# [Exercise prompt]
Reproduce the listing below word for word, leaving out the pictures.

-*-*-

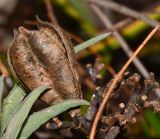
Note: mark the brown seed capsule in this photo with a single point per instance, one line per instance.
(45, 57)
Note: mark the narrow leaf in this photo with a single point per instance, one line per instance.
(9, 105)
(1, 92)
(15, 123)
(39, 118)
(91, 41)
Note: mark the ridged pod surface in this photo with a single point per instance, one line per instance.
(45, 57)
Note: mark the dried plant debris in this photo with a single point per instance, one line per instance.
(131, 96)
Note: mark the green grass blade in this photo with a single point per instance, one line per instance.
(91, 41)
(15, 123)
(39, 118)
(1, 93)
(9, 105)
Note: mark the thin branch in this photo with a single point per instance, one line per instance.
(106, 21)
(50, 11)
(3, 69)
(125, 10)
(111, 88)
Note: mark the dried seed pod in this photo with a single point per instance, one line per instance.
(45, 57)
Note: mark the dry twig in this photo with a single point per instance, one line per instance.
(111, 88)
(122, 42)
(125, 10)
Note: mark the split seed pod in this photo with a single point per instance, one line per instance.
(45, 57)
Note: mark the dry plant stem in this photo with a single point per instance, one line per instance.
(125, 10)
(50, 11)
(3, 69)
(111, 88)
(120, 39)
(87, 80)
(107, 65)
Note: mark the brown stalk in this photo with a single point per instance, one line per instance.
(125, 10)
(117, 78)
(3, 69)
(106, 21)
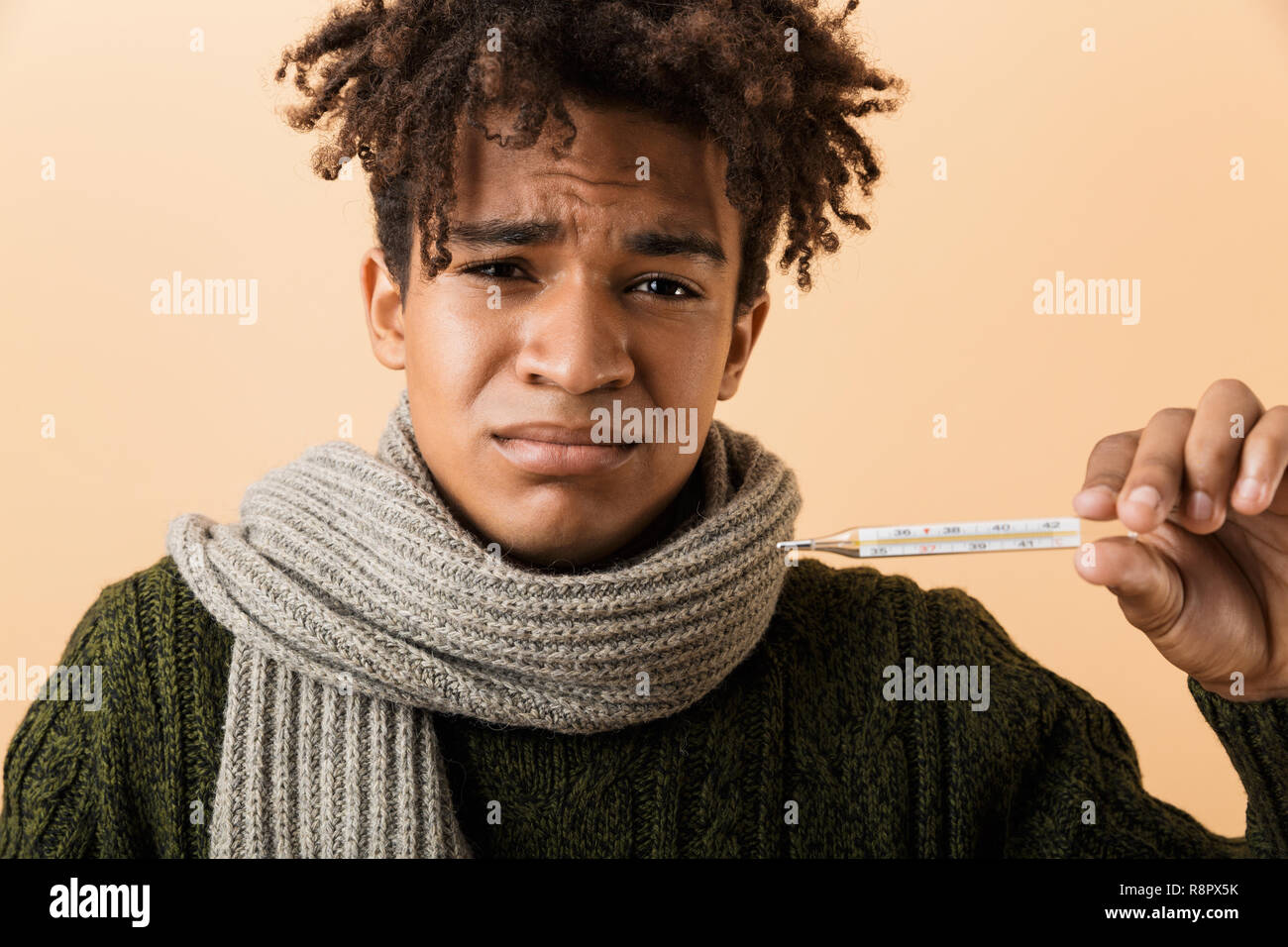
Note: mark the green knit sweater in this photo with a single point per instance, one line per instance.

-*-*-

# [Full solution]
Note: mark the brown seed capsule in this photo with a single point per instance, one line per instance.
(45, 57)
Note: mark the narrow leaf in this photo with a single point per instance, one line per instance.
(9, 105)
(1, 92)
(15, 123)
(39, 118)
(91, 41)
Note: mark the ridged pod surface in this photo with a single point per instance, one line per instance.
(45, 57)
Note: mark the dried plant debris in this photo with a single point per instance, one line per instance.
(131, 96)
Note: mark the green grass blade in this photo with a single point per instance, one line per instance.
(91, 41)
(15, 123)
(39, 118)
(1, 93)
(9, 105)
Note: mark the thin branch in this photo with a single point per instance, one line per instance.
(106, 21)
(50, 11)
(3, 69)
(125, 10)
(111, 88)
Note: mark the dried seed pod in this photo with a single point per instance, one line per instance.
(45, 57)
Note: mark the dry twig in this photo with a single point per instance, one line per instance.
(111, 88)
(122, 42)
(125, 10)
Note: mark the split seed pod in this photo with a single point per instance, one line per instance.
(45, 57)
Note: mark the dry plant stem in this photo with a single point per instance, one line per instance.
(125, 10)
(50, 11)
(3, 69)
(111, 88)
(120, 39)
(87, 80)
(107, 65)
Note: mark the brown stalk in this photo with a single point per instance, one line per instance.
(125, 10)
(117, 78)
(3, 69)
(106, 21)
Note: mark the green knit sweater in this photo with a single point per instance, one line per instance.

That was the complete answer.